The problem
Gather every line in the data below that contains the string "deep", and copy each one out in full.

Excerpted data
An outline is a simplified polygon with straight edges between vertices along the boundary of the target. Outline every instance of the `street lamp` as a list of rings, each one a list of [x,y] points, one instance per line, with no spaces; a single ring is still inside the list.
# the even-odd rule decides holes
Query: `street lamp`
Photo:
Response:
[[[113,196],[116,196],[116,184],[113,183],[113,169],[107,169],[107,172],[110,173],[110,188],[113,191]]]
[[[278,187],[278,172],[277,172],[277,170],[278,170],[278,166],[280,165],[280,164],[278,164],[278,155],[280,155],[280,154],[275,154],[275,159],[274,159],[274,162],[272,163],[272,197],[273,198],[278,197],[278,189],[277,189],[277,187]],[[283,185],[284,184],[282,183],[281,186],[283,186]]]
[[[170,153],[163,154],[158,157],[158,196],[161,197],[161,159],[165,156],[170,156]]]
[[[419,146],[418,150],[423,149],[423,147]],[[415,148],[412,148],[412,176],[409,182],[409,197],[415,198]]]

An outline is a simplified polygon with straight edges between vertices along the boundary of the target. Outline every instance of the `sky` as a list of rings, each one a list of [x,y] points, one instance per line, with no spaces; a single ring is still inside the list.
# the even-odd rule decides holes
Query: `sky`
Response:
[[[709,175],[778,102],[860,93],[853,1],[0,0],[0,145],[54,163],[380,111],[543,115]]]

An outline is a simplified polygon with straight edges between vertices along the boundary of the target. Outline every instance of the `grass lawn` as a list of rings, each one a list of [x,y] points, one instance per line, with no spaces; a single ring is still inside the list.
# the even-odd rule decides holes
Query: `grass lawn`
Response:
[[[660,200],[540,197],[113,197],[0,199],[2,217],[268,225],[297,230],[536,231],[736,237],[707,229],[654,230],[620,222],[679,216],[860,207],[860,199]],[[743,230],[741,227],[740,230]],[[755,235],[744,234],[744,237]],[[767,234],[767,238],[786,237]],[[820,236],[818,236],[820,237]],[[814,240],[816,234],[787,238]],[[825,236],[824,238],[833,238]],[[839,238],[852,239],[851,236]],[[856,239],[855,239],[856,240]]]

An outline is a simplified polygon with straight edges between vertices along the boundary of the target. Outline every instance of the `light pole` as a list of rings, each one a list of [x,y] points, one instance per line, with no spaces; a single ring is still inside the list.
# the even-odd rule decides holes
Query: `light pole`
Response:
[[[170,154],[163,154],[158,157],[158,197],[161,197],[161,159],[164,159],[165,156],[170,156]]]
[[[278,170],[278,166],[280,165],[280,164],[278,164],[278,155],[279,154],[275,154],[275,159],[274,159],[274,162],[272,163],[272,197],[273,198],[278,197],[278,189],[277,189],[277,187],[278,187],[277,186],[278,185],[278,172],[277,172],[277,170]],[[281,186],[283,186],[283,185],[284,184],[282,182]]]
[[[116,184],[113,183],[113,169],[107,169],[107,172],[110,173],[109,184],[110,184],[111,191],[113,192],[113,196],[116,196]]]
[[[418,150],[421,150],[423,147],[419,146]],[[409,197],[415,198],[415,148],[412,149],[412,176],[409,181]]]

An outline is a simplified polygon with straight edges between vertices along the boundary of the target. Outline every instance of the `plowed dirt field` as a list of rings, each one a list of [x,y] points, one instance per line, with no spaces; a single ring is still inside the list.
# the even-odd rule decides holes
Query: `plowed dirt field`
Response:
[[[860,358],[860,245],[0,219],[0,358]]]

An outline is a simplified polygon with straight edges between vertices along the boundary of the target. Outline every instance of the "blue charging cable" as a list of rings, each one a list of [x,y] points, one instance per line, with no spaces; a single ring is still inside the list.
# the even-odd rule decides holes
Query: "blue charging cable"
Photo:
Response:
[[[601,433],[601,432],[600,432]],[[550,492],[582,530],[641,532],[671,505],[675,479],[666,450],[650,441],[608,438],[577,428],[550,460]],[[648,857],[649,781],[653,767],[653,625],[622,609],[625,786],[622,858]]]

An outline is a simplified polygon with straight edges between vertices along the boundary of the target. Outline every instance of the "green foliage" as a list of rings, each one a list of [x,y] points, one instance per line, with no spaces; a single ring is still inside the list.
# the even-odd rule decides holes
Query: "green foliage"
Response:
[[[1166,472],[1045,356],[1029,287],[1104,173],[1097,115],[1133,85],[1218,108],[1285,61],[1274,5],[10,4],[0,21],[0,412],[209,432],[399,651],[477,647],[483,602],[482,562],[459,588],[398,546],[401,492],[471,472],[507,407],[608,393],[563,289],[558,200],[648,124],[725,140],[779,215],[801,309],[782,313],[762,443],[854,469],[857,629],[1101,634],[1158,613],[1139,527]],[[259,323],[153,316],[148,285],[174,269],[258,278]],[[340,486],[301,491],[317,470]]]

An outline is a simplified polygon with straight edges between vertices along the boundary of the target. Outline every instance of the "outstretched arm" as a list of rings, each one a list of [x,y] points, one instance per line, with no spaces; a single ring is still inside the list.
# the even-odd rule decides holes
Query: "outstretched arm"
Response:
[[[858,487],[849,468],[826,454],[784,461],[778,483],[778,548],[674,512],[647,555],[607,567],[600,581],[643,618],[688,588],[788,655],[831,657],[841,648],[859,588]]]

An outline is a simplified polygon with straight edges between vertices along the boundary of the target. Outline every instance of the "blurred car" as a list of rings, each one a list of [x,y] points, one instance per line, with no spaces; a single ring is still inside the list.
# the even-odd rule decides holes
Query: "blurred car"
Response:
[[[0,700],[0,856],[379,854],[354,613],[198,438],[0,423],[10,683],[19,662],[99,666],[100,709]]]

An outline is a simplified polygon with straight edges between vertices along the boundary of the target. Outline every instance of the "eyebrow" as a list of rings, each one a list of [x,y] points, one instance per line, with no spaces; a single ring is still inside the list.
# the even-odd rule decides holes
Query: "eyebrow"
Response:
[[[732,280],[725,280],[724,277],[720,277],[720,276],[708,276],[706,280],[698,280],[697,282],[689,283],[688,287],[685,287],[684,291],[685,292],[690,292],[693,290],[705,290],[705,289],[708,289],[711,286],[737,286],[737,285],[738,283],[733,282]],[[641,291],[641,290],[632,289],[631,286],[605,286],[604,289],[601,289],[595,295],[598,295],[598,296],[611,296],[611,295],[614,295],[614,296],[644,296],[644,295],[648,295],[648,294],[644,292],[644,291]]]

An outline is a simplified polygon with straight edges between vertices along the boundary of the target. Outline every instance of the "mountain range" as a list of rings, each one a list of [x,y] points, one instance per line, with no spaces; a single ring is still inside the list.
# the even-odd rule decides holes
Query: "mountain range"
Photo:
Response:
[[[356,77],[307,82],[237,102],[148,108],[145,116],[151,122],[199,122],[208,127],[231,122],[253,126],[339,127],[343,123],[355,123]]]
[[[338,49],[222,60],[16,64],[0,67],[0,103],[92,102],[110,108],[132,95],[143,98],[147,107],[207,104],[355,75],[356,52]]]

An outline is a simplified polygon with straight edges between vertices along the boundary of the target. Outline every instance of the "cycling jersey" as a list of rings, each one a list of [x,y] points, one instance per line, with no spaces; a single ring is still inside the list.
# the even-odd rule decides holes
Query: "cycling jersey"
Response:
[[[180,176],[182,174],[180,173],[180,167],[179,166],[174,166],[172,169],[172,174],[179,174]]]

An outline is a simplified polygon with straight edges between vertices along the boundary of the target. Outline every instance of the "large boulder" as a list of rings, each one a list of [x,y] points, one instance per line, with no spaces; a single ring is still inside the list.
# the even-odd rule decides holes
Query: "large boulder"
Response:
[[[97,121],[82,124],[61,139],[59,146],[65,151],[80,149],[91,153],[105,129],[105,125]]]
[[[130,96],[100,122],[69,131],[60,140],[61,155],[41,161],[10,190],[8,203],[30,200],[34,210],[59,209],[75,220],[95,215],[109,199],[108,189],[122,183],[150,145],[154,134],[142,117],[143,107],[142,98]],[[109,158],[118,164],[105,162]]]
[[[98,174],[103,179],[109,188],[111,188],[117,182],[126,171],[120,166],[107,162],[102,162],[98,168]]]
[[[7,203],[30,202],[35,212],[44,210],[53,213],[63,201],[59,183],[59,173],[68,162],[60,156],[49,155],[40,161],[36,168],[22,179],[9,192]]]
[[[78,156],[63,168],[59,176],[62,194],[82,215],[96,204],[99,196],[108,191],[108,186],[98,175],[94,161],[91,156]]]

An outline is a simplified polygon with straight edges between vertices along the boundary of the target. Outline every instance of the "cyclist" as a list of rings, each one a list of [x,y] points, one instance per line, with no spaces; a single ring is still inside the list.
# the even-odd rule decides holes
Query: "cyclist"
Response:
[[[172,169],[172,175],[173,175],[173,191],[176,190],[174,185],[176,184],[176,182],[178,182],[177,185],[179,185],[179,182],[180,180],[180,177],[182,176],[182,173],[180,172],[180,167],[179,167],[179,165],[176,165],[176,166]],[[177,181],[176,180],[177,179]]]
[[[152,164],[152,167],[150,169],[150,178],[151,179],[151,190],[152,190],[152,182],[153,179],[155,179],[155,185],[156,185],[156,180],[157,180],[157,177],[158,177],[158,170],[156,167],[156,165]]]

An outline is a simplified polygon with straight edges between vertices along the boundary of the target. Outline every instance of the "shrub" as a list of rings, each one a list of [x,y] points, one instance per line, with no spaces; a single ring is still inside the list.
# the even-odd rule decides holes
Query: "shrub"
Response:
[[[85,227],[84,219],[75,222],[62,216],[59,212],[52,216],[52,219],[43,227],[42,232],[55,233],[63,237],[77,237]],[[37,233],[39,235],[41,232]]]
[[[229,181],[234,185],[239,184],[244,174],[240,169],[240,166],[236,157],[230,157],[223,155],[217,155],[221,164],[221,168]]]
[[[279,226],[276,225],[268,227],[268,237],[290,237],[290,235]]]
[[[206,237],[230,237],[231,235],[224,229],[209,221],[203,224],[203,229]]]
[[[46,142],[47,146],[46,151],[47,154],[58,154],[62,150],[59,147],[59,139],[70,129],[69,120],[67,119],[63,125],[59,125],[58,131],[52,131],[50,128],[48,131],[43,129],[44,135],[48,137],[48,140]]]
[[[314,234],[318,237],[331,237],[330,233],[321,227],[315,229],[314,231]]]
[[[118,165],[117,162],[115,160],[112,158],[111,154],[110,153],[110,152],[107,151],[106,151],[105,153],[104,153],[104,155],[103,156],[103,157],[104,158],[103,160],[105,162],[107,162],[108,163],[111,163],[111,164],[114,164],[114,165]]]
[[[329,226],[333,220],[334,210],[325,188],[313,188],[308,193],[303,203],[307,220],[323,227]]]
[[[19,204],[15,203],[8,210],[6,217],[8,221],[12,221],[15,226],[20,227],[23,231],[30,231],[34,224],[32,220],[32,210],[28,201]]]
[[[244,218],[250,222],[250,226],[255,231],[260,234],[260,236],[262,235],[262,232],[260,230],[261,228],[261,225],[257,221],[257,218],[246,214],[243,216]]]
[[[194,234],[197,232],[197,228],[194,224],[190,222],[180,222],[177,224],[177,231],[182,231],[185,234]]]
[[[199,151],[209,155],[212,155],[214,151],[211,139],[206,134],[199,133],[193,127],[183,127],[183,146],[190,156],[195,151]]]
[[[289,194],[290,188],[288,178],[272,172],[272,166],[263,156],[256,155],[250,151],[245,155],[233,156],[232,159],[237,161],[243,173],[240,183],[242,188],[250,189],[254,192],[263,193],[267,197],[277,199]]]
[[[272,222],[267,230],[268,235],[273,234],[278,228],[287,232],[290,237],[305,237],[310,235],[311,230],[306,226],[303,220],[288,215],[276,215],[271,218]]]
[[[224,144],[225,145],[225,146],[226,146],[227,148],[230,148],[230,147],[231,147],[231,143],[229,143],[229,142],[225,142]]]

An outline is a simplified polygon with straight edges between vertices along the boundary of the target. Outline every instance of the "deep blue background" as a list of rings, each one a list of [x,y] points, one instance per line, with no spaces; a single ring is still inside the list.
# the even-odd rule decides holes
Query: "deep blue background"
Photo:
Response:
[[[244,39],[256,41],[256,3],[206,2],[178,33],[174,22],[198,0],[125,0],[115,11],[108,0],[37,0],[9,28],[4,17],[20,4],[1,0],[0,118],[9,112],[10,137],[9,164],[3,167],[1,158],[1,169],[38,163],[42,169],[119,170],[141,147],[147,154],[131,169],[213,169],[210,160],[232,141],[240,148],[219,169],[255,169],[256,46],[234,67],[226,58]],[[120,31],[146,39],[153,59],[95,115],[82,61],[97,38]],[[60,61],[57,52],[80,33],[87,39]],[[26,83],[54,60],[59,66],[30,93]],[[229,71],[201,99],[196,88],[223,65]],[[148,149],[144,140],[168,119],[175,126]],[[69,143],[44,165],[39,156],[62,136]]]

Finished answer
An outline is a simplified polygon with straight edges between vertices along the boundary of the target. Outline every instance of the "deep blue background" as a list of rings, each one a list of [x,y] points, one instance per line, with no spaces; a single ring is still inside the list.
Query: "deep blue background"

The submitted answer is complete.